- **SCHRIFTLICHE AUFGABE A**
Wandle den Abschnitt der Datenzeilen, der mit der Zeile beginnt, die „Medical imaging assist — this scan is below.“ enthält, und bis zum Ende der Datenzeilen reicht, in eine Markdown-Tabelle mit den Spalten „Nr.“ und „Inhalt“ um, wobei beide Enden eingeschlossen sind und Leerzeilen entfallen. Lass die Bilder in der Antwort weg.

- **SEITENTEXT**
==========

Geänderte Fassung des Gesetzes zur zivilrechtlichen Erleichterung des Gebäudebaus (Gebäudetyp-E-Gesetz) beschlossen

06.11.2024 - Berlin

Bau-Booster: Bundesregierung beschließt Gebäudetyp-E-Gesetz

Das Bundeskabinett hat am 6. November 2024 den Gesetzentwurf zur zivilrechtlichen Erleichterung des Gebäudebaus (Gebäudetyp-E-Gesetz) beschlossen, zu dem auch die Bundesingenieurkammer eine Stellungnahme abgegeben hatte. Gegenüber dem Referentenentwurf von Ende Juli 2024 enthält der beschlossene Regierungsentwurf Änderungen in § 650a und § 650o Bürgerliches Gesetzbuch (BGB).

==========

Daten zur Objekterkennung
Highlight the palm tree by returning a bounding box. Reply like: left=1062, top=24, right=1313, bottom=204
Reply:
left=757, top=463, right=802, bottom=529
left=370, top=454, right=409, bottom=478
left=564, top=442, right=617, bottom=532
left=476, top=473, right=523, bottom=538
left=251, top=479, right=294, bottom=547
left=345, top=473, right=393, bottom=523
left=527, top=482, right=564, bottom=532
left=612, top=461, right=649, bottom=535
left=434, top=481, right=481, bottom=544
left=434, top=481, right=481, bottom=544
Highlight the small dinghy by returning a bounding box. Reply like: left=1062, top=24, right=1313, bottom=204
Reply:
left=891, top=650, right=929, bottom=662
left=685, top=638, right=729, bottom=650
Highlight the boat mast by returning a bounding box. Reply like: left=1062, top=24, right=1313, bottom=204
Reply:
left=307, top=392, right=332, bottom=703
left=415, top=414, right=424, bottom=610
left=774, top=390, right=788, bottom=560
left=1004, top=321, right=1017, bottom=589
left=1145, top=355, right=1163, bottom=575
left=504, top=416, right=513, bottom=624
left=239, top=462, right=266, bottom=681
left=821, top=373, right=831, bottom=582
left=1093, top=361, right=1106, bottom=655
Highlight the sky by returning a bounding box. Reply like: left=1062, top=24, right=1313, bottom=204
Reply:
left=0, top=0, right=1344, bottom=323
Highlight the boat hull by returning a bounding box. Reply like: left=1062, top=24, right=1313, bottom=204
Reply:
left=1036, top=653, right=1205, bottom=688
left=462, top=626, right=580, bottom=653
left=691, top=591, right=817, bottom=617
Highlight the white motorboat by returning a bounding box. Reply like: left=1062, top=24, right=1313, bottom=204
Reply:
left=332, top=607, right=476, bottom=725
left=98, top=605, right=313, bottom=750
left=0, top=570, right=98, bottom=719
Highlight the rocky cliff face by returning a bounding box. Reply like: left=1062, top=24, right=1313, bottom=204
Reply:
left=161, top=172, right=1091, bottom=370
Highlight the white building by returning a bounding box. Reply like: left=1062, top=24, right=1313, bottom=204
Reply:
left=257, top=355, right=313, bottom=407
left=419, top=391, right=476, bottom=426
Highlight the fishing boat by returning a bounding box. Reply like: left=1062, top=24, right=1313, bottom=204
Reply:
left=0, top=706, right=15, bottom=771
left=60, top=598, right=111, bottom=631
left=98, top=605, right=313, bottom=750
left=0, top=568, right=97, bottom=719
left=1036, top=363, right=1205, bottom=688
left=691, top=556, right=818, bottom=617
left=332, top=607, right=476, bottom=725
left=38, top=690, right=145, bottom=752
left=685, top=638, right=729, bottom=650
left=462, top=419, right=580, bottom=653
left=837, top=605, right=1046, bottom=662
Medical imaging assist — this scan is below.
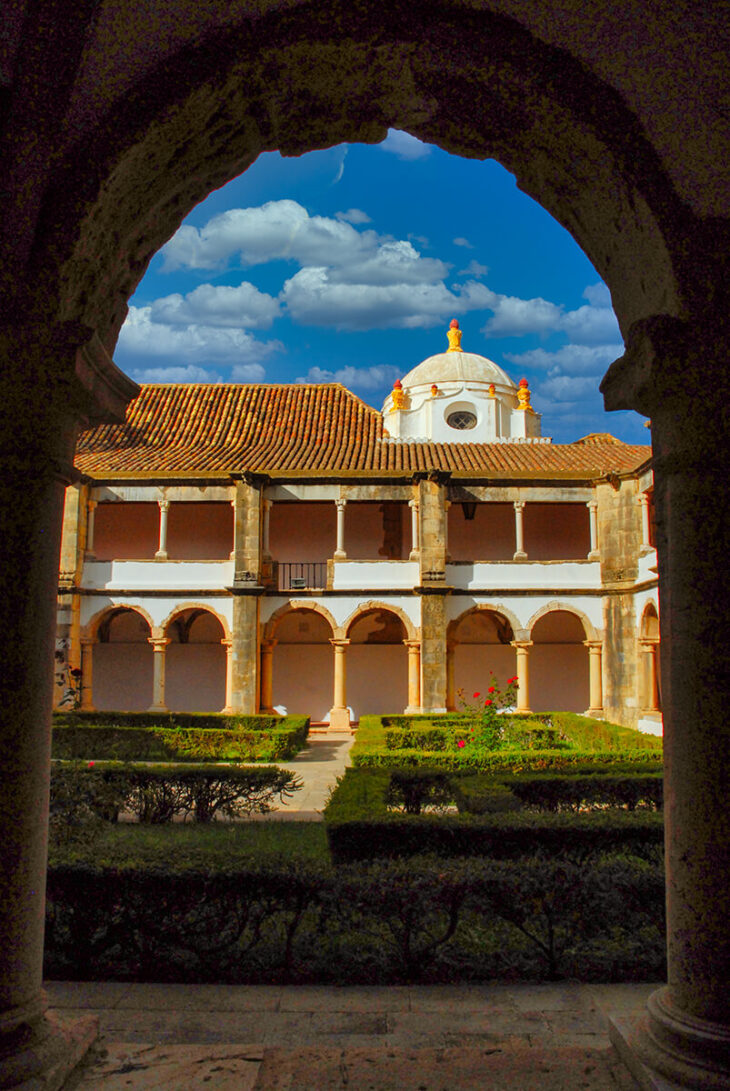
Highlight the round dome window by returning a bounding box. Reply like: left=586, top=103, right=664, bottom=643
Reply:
left=446, top=409, right=477, bottom=432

==========

- **SCHRIFTLICHE AUFGABE B**
In welchen Paragrafen des BGB enthält der Regierungsentwurf laut der Meldung zum Gebäudetyp-E-Gesetz Änderungen gegenüber dem Referentenentwurf?

- **SCHRIFTLICHE ANTWORT A**
| Nr. | Inhalt |
|---|---|
| 1 | Medical imaging assist — this scan is below. |
| 2 | Highlight the round dome window by returning a bounding box. Reply like: left=586, top=103, right=664, bottom=643 |
| 3 | Reply: |
| 4 | left=446, top=409, right=477, bottom=432 |

- **SCHRIFTLICHE ANTWORT B**
In § 650a und § 650o BGB.